◆ Problem details
Continue the article on Black Friday and Cyber Monday consumer spending, starting right after its last sentence.

*** Passage for review ***

Black Friday to Cyber Monday | Unpacking the Economic Signals Behind the Shopping Spectacle
While Black Friday and Cyber Monday may primarily evoke images of frenzied shoppers and discounted goods, savvy investors understand that these annual shopping bonanzas can be informative indicators of consumer strength. Beyond the allure of discounts, these annual events offer a nuanced glimpse into the heartbeat of consumer strength. What better time of year to check in on the consumer than Thanksgiving weekend?
The National Retail Federation reported a record 200.4 million people hit stores and searched online for gifts from Thanksgiving Day through Cyber Monday. Online shopping numbers rose from last year, while in-store shoppers declined slightly. Black Friday is not immune to the stay-at-home trend many employers are facing. Overall, retail sales in the fourth quarter are expected to approach $966 billion. A standout from this retail spectacle was Cyber Monday, witnessing Buy Now, Pay Later purchases hitting an all-time high, escalating by an impressive 43% from the preceding year, as per Adobe Analytics. The average number of items per order concurrently surged by 11% annually, underscoring the inclination of shoppers to leverage Buy Now, Pay Later options for more substantial purchases.
The resilience of the consumer is often heralded as an indicator of overall economic health. However, a discordant note emerges as some economists sound a cautionary alarm, questioning whether last week's spending spree was a final hurrah for a consumer grappling with multifaceted challenges. Against a backdrop of recent consumer headwinds, such as the lingering effects of COVID-era stimulus, resumption of student loan payments, and a less favorable job-switching landscape, the query isn't unwarranted. After a year of recession warnings, it's understandable if consumers choose to pare back their holiday expenditures.
So far this season, consumers are showing their strength. A heavy dose of walking around sense goes a long way. Restaurants remain full. Movie theatres are drawing crowds. Planes are full. So much so, that according to the TSA, 2.9 million people were screened for travel on Sunday, the busiest day on record for air travel. It’ll take more than rising rates to slow down the American consumer. Through pandemics and economic cycles, the average consumer will spend what they make and all too often more than that. We see this in rising credit card balances throughout the income spectrum. Luckily, wage growth has kept pace with inflation over the last few years. Consumers may be taking on balances, but they are showing commitment to making the payments. The same can be said for home loans. Increasing mortgage rates may slow the housing market, but it doesn’t affect the more than 80 percent of existing mortgages locked in at historically low rates.

*** End of Passage for review ***
*** Data for review ***

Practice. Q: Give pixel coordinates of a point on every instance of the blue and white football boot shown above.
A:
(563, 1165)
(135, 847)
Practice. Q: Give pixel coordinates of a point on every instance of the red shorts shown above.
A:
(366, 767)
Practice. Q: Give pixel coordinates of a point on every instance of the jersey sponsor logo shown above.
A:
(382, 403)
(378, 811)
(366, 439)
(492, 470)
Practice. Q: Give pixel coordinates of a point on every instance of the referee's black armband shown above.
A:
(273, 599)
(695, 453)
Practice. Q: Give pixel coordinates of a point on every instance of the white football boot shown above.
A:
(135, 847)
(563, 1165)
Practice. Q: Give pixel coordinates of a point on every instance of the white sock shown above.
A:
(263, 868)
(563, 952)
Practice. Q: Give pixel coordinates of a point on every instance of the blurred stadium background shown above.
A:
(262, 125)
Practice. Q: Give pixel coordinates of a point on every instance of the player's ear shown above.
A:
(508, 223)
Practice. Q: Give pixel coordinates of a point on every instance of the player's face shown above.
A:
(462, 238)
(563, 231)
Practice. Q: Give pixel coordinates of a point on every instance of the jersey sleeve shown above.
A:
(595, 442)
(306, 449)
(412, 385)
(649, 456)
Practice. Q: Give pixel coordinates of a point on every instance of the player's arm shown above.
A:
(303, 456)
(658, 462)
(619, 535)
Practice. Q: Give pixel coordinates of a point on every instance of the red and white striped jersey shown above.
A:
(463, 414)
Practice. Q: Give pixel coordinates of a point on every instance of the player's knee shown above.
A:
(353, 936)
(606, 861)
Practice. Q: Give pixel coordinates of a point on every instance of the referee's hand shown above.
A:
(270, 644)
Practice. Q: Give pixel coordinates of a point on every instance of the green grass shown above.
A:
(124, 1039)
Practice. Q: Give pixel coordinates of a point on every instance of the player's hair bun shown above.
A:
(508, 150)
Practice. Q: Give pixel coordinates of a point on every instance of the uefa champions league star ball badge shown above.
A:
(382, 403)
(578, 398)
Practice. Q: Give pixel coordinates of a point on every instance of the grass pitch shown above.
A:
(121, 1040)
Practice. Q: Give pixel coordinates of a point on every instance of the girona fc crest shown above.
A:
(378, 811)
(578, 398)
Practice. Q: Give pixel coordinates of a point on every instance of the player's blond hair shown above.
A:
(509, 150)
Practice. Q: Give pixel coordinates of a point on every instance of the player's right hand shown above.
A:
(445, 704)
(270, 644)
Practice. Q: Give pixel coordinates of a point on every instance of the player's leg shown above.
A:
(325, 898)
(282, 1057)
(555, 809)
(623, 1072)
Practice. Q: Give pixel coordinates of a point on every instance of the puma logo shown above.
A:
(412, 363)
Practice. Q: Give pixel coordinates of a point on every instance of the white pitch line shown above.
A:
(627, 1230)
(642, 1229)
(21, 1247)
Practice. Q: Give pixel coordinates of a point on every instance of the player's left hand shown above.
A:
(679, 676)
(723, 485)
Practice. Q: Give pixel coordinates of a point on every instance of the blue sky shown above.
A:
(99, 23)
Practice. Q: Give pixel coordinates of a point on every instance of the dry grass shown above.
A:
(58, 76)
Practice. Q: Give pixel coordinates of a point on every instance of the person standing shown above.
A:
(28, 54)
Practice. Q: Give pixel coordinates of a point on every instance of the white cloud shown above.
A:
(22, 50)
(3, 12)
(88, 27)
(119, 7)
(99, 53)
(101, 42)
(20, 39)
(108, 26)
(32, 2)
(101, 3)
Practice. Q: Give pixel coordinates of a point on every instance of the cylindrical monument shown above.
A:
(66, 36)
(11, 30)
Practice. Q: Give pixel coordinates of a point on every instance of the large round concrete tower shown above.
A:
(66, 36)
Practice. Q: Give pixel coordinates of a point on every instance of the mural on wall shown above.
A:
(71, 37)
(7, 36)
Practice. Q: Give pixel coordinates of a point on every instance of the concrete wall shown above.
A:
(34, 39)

*** End of Data for review ***

◆ Task result
As we navigate through year-end, pay attention to the world around you. Congested highways, TSA lines, and full gas pumps are all signs of economic activity. Americans are going on with their lives, as we typically do. Most economists began the year telling you a recession was coming. They are saying the same thing now. At some point, a recession will come.
Despite concerns about the economy and consumer sentiment being below pre-pandemic levels, Americans are poised to usher in a festive holiday season marked by robust spending. According to a Deloitte survey, consumer spending is on an upward trajectory, with individuals planning to outpace their expenditures from the previous year. While excess savings have experienced a decline, a considerable sum (approximately $433 billion in excess savings) still lingers on household balance sheets. Bolstering this economic optimism is a robust labor market, boasting an additional 2.4 million jobs compared to the same period in the preceding year. Inflation's impact remains contained, and the recent decline in pump prices augurs well for increased holiday budgets. Consumers are strategically seeking bargains, reminiscent of pre-pandemic shopping patterns, with a notable surge in interest in off-price retailers. However, challenges like rising consumer credit delinquencies pose concerns, and the future trajectory of consumer spending beyond the holidays hangs in the balance, marked by uncertainties. The looming influence of past rate increases by the Federal Reserve and potential job losses cast shadows on the economic horizon, potentially shaping a narrative that extends beyond the joyous festivities of the season. Focus on your path to financial success, and the rest will take care of itself.